**Task brief:** Below are some records. Return exactly the lines from the one with "Target: yellow blossom cluster" to the one with "Target: green foliage", and nothing else.

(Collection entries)
------------------------------------
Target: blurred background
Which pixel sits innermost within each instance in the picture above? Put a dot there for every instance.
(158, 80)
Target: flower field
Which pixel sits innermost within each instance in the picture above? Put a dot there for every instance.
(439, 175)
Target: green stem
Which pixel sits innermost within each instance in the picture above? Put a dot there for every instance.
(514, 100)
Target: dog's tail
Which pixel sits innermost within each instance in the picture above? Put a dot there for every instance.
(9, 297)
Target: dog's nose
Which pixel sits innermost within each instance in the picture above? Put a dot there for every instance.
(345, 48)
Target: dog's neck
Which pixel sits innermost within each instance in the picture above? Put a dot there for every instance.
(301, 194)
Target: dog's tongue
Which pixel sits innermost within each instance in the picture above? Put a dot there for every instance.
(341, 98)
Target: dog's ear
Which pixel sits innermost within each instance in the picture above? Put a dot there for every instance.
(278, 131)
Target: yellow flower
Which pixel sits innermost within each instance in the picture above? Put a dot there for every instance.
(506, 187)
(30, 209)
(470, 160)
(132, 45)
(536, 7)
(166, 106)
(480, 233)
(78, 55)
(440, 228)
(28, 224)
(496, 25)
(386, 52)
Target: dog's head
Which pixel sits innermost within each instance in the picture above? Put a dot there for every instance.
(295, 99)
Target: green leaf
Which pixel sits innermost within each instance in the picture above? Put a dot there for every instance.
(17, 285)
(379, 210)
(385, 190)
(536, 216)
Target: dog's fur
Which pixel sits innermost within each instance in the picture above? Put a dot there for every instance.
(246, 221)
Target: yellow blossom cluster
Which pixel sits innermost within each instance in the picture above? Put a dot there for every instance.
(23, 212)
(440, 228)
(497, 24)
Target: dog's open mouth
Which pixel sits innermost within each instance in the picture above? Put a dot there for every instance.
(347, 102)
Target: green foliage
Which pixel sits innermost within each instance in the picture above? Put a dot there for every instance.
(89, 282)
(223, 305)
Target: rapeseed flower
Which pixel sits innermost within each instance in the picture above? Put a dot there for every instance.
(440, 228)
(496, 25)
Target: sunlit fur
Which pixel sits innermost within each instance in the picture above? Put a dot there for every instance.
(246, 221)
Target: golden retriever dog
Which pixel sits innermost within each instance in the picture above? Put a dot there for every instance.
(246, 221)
------------------------------------
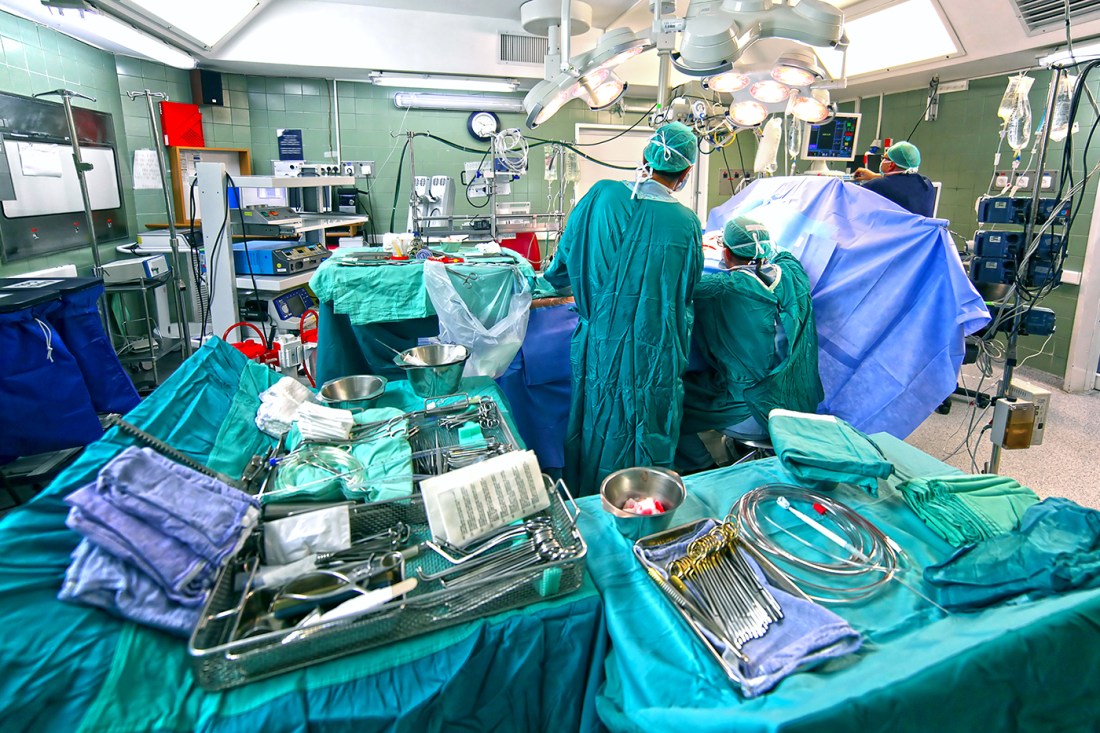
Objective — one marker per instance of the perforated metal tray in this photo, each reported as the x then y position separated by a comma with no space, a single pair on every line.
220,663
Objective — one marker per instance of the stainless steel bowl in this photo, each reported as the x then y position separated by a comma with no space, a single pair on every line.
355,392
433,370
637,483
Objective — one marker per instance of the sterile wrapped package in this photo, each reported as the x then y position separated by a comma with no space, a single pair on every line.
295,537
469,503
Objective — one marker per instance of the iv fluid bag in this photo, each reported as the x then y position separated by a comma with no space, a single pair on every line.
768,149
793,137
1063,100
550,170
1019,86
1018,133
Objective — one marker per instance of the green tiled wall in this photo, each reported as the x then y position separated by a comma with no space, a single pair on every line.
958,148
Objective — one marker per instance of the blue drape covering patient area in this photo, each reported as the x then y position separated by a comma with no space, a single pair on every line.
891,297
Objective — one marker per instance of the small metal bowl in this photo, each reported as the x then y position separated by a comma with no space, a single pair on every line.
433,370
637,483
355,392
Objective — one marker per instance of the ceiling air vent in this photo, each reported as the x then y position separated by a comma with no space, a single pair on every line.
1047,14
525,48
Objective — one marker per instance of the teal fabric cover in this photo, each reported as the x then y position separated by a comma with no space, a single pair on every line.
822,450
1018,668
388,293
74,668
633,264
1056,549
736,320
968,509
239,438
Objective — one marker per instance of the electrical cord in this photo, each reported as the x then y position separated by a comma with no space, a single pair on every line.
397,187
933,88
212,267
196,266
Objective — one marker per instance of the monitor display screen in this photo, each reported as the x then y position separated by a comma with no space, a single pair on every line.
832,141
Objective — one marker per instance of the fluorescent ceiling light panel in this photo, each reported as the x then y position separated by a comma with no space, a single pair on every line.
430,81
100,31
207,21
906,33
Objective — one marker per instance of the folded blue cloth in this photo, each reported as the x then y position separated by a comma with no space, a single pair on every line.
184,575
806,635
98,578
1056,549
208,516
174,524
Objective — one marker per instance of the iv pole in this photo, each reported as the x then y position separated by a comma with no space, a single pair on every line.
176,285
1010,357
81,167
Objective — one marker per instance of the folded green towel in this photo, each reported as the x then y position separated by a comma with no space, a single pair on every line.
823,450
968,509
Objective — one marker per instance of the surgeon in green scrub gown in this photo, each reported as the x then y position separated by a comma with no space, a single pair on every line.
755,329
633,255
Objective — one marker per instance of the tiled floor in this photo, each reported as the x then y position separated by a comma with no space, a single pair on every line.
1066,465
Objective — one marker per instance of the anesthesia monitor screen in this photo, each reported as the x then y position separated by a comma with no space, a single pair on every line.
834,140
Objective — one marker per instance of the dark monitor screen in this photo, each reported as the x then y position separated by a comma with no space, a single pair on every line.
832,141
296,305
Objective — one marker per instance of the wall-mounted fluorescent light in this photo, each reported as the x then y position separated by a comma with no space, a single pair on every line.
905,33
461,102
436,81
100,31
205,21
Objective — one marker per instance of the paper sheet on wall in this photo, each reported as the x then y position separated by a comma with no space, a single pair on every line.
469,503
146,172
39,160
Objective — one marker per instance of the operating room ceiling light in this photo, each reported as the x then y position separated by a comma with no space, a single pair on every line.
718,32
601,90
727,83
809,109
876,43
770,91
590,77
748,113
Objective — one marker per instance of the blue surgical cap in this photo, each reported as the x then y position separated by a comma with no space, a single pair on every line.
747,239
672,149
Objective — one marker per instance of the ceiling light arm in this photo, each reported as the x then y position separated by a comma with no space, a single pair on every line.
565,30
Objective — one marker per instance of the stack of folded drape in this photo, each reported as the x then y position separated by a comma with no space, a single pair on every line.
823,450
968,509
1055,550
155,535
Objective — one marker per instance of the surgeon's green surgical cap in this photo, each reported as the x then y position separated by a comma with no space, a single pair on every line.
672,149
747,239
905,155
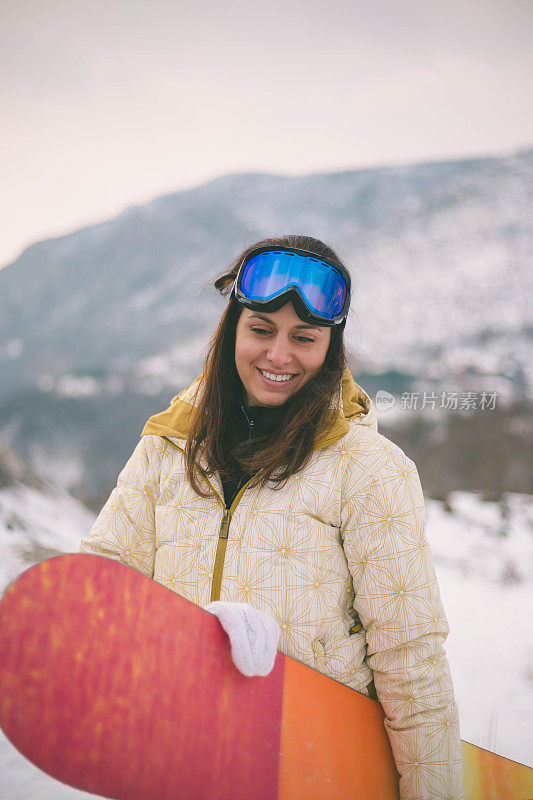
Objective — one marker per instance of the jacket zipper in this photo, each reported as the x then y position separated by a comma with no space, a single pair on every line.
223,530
------------------------------------
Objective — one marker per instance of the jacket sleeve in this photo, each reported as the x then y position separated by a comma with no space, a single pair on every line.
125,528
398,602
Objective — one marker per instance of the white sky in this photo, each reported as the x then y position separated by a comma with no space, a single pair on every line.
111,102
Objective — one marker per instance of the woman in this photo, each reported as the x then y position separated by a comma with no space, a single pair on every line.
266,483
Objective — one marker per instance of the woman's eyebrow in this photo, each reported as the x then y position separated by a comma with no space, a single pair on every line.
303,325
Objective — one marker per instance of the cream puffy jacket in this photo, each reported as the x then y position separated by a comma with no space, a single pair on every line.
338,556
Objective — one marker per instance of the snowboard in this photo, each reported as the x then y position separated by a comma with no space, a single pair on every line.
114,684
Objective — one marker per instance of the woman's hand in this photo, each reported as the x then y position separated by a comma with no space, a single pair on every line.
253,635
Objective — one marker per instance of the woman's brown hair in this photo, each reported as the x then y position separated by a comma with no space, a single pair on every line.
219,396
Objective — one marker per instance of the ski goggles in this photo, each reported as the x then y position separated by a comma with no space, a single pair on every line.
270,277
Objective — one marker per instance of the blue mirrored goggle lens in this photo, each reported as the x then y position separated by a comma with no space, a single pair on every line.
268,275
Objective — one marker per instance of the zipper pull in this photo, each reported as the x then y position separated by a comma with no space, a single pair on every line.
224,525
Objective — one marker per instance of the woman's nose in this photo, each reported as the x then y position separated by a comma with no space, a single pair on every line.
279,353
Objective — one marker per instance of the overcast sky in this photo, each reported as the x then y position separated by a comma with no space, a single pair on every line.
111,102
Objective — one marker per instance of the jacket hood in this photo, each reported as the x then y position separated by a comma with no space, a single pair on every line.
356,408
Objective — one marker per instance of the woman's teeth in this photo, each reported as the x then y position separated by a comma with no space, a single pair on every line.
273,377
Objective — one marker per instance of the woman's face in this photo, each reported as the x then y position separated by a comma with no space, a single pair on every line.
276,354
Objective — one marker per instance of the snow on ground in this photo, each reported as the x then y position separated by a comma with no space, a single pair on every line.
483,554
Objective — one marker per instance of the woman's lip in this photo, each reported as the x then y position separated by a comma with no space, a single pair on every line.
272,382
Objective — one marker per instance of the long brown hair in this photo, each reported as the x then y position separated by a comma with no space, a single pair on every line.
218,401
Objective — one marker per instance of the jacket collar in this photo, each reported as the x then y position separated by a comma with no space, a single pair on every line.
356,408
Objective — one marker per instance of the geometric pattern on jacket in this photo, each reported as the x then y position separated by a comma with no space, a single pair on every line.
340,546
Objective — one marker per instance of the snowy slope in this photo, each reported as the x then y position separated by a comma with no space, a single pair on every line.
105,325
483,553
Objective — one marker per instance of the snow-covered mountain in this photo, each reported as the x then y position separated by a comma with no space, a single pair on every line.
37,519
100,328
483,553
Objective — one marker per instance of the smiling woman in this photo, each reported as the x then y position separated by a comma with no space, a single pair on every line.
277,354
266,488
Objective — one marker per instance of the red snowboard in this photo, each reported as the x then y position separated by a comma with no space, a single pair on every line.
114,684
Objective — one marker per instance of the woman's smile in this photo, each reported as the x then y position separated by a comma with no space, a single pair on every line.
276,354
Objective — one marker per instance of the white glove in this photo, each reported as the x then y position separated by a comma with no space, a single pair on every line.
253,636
------------------------------------
**Task response:**
Target: yellow blossom cluster
Which pixel sits innermost within each instance in the picture above? Put a dot there for every instance.
(23, 212)
(440, 228)
(497, 24)
Target: dog's open mouth
Which pixel sits innermost within each instance in the picture above? Put a dot there for every instance.
(347, 102)
Target: green foliage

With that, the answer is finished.